### TO BE DONE
Please rewrite the listing below, changing every "Note to the class" to "Reminder for the class" and leaving everything else as it is.

### Dataset rows showing where objects appear
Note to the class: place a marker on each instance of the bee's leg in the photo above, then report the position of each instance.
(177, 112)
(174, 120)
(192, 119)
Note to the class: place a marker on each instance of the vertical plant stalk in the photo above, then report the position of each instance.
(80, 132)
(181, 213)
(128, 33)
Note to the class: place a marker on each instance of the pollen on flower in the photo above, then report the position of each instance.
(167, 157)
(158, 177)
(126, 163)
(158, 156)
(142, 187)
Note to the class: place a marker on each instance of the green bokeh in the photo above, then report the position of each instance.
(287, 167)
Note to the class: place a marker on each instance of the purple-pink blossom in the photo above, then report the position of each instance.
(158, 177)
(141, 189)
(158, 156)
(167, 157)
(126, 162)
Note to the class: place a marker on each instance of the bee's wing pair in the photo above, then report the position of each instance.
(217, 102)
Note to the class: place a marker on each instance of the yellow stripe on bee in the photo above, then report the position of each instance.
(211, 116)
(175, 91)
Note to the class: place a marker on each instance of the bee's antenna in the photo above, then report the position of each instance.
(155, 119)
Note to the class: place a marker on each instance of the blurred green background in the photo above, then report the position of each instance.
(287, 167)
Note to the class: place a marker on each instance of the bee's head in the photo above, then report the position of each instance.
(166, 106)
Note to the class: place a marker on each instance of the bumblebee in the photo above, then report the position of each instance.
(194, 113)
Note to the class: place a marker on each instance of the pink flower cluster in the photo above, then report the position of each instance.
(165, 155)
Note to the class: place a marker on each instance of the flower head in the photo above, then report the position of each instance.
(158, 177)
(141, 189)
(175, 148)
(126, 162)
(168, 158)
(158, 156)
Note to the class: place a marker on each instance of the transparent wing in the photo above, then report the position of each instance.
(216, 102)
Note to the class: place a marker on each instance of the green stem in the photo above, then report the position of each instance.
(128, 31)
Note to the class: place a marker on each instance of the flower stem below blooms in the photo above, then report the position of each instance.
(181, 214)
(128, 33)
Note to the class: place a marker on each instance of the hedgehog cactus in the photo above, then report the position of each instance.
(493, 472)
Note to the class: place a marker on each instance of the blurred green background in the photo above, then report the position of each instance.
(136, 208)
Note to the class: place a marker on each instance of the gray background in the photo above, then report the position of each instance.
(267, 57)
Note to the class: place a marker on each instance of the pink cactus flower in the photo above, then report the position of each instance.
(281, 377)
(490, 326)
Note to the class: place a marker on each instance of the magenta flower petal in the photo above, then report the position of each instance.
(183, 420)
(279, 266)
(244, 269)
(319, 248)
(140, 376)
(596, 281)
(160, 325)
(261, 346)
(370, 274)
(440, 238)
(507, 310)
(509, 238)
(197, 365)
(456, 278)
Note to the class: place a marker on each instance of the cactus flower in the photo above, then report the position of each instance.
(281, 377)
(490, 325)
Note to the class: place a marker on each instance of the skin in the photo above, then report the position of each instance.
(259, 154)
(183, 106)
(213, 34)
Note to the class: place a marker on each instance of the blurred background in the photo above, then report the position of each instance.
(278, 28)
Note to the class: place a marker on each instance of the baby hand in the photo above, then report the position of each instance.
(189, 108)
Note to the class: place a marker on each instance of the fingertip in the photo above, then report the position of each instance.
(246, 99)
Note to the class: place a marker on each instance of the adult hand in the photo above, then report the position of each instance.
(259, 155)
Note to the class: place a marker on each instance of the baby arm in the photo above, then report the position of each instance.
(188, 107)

### ANSWER TO THIS PROBLEM
Reminder for the class: place a marker on each instance of the bee's leg in the photo above, then report the position of each instance.
(177, 112)
(174, 120)
(192, 119)
Reminder for the class: place a marker on each instance of the vertical plant stalk in the photo above, then report the position of each instance.
(80, 132)
(181, 213)
(128, 33)
Reminder for the class: place a marker on each instance of the pollen on flower in the photo above, then report the position of each instance.
(167, 157)
(158, 177)
(126, 163)
(158, 156)
(142, 187)
Reminder for the class: place a marker on each instance of the green bokeh in the photo above, then report the position of each instance.
(287, 167)
Reminder for the class: place a marker on each instance of the purple-pink blossom in the photo above, then report the position of each instance.
(158, 177)
(141, 189)
(158, 156)
(167, 157)
(126, 162)
Reminder for the class: place a marker on each instance of the bee's wing pair in the photo above, then report the position of each instance.
(217, 102)
Reminder for the class: place a marker on each instance of the yellow stripe on bee in the photo above, then report the position of each instance.
(211, 116)
(175, 91)
Reminder for the class: place a marker on each instance of the bee's antenna in the photo above, then report the position of each instance.
(155, 119)
Reminder for the class: place a marker on each instance of the blurred green background in the photo above, then report the position of each instance.
(287, 167)
Reminder for the class: place a marker on each instance of the bee's head in the photo above, then report the position of each instance.
(166, 106)
Reminder for the class: place a marker on each instance of the bumblebee in the photo above, then report the position of each instance.
(194, 113)
Reminder for the class: place a marker on each instance of the pink flower cluster in the photo above, then report the position of each instance.
(165, 155)
Reminder for the class: place a marker on each instance of the flower head in the photo above, then report the position of each instance.
(158, 177)
(141, 189)
(175, 148)
(126, 162)
(168, 158)
(158, 156)
Reminder for the class: place a marker on each instance of the transparent wing in the photo above, then report the position of each instance.
(216, 102)
Reminder for the class: place a marker on each instance of the green stem in the photo above, then report the position of each instance.
(128, 31)
Reminder for the class: place a marker on each instance of the flower stem below blooms in the photo above, then report the position of each instance.
(181, 214)
(128, 33)
Reminder for the class: place a marker on each instance of the hedgehog cactus in the photo above, then report the position of each instance.
(493, 472)
Reminder for the class: place a marker on each instance of the blurred green background in the photo above, then report the position of each instance.
(136, 208)
Reminder for the class: place a marker on each instance of the gray background in the photo above, then report the position of each instance.
(267, 57)
Reminder for the class: place a marker on each instance of the pink cactus flower in the photo above, then report the position of each instance.
(281, 377)
(490, 326)
Reminder for the class: place a marker on each instance of the magenta flower petal in the photo above, then report the position of each instance.
(183, 420)
(279, 266)
(244, 269)
(319, 248)
(140, 376)
(596, 281)
(160, 325)
(261, 346)
(370, 274)
(440, 238)
(507, 310)
(509, 238)
(197, 365)
(456, 278)
Reminder for the class: place a marker on each instance of the cactus flower in the photo above, then report the position of each instance.
(281, 377)
(490, 325)
Reminder for the class: place a marker on each instance of the skin in the photo above, then report the position of each instance.
(259, 154)
(183, 106)
(213, 34)
Reminder for the class: place a marker on each instance of the blurred background in the photo above, then report the position of each instance.
(278, 28)
Reminder for the class: place a marker on each instance of the baby hand in the photo above, then report the position of each instance.
(189, 108)
Reminder for the class: place a marker on each instance of the fingertip in the photo above, then report the position of each instance.
(246, 99)
Reminder for the class: place a marker on each instance of the adult hand in the photo above, then report the position of each instance.
(259, 155)
Reminder for the class: place a marker on each instance of the baby arm in the photo above, then report the position of each instance.
(188, 107)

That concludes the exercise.